╭─ Trecho selecionado
4.Entendendo a proposta de Rousseau
Um alerta aos estudiosos de qualquer área do conhecimento é que não se pode medir conhecimento somente quantitativamente, porque obviamente saber, etimologicamente falando, (kwon, em inglês) é diferente de ter conhecimento (knowlwdge, em inglês). Saber é diferente de ter informação. Ter uma biblioteca com mais de 1000 exemplares de livros não significa sabedoria, mas posse de informação a respeito de algo, que pode ou não ser manipulado acertadamente.
O estado natural é, em Rousseau, um artefato do discurso político – que expõe características intrínsecas a qualquer criatura humana. Será, nesse sentido, um “ponto de referência necessário à explicação dos comportamentos complexos que caracterizam os demais aspectos da existência do homem” (MACHADO, 1968, p. 100, apud BOTO, Carlota)
╰─
§ Lista de exercícios
(A) Cite todas as pessoas mencionadas pelo nome no trecho sobre Rousseau.
(B) Reproduza a parte do trecho sobre Rousseau situada entre "4.Entendendo a proposta" e "ser manipulado acertadamente.", inclusive.
Por favor, baseie-se somente no trecho sobre Rousseau.
╭─ Dados registrados
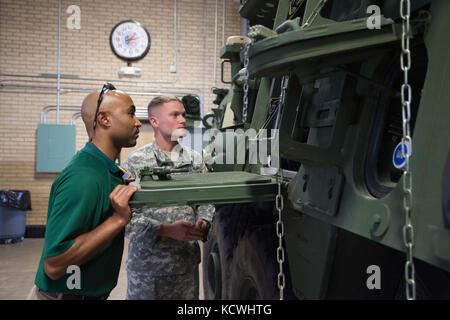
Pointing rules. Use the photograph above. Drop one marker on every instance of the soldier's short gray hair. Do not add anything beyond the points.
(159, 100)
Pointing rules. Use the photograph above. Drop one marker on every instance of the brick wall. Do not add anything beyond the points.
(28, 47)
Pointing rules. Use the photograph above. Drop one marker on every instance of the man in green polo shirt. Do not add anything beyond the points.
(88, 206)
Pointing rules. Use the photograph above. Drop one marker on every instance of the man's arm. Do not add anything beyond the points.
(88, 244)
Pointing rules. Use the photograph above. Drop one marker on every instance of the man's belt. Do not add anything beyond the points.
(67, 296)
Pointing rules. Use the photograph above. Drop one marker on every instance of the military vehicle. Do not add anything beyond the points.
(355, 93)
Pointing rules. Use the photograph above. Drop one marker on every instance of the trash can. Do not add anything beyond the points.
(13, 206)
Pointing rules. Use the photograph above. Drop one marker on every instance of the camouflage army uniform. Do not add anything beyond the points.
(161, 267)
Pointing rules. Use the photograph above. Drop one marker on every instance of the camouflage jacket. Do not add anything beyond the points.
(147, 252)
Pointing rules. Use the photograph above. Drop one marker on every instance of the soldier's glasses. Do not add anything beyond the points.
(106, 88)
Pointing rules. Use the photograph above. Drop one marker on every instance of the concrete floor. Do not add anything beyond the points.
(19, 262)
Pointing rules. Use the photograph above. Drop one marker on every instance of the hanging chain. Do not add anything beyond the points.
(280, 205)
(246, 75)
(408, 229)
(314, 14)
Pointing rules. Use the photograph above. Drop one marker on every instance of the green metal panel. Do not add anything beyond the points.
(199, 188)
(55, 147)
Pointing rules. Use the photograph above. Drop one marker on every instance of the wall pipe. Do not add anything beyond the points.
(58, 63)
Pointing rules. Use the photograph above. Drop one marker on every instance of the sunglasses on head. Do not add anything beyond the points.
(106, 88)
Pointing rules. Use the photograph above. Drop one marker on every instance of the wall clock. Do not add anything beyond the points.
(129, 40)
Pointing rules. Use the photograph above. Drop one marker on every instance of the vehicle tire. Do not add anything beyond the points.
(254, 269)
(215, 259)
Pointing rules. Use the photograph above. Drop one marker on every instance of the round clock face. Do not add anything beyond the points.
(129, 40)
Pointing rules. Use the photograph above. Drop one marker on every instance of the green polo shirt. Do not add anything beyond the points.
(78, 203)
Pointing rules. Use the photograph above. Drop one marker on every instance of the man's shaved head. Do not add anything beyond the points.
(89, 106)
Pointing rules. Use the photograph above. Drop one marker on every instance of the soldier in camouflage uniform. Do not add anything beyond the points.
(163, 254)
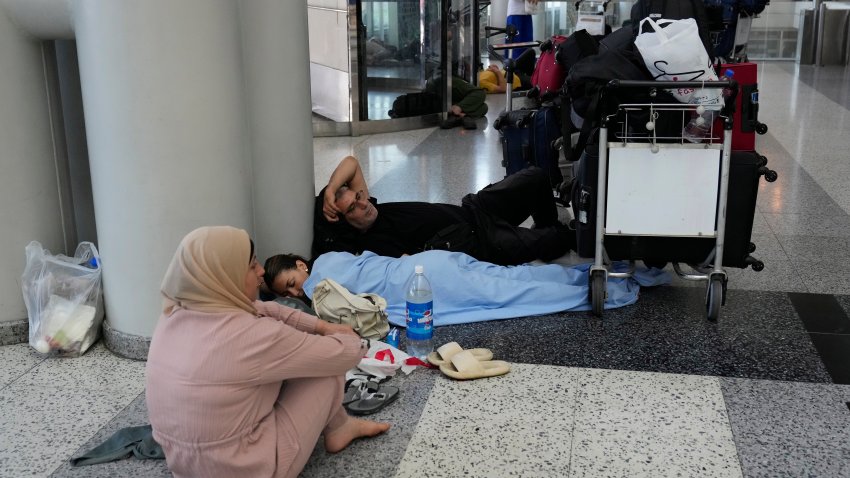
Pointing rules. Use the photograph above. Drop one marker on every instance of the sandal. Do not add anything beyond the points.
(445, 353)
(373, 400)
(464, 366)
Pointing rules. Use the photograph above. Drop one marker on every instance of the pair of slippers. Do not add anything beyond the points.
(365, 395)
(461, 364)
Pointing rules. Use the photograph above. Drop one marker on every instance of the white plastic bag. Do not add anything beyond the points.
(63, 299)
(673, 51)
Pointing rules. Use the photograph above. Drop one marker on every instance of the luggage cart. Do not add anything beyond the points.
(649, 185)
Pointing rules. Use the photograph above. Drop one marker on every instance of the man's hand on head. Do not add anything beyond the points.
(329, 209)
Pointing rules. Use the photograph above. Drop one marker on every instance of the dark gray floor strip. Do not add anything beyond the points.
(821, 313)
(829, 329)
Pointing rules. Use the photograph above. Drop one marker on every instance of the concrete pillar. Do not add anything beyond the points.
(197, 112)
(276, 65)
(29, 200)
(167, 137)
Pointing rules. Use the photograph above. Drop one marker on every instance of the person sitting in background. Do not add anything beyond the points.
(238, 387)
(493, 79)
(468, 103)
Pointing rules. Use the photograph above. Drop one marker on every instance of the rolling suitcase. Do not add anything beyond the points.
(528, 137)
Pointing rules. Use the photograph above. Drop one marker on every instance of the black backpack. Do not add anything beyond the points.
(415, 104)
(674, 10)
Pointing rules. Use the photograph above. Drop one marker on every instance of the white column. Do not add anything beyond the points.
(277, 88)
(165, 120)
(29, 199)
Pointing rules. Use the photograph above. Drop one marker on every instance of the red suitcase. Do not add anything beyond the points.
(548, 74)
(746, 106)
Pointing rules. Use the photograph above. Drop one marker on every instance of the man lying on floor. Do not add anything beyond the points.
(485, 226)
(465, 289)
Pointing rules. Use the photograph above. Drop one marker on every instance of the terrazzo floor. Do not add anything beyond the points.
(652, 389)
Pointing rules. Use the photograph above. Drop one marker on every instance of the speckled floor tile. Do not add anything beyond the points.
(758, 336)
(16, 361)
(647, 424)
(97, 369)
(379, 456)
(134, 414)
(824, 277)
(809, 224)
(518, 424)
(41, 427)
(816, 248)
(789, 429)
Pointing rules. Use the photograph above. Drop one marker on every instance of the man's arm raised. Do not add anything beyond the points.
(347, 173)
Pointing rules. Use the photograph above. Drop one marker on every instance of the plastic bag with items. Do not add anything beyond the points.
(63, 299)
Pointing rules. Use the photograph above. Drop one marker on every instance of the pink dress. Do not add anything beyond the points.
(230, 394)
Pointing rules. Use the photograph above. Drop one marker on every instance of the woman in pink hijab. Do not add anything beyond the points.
╰─
§ Respostas esperadas
(A) Rousseau, Machado e Carlota Boto.

(B)
4.Entendendo a proposta de Rousseau
Um alerta aos estudiosos de qualquer área do conhecimento é que não se pode medir conhecimento somente quantitativamente, porque obviamente saber, etimologicamente falando, (kwon, em inglês) é diferente de ter conhecimento (knowlwdge, em inglês). Saber é diferente de ter informação. Ter uma biblioteca com mais de 1000 exemplares de livros não significa sabedoria, mas posse de informação a respeito de algo, que pode ou não ser manipulado acertadamente.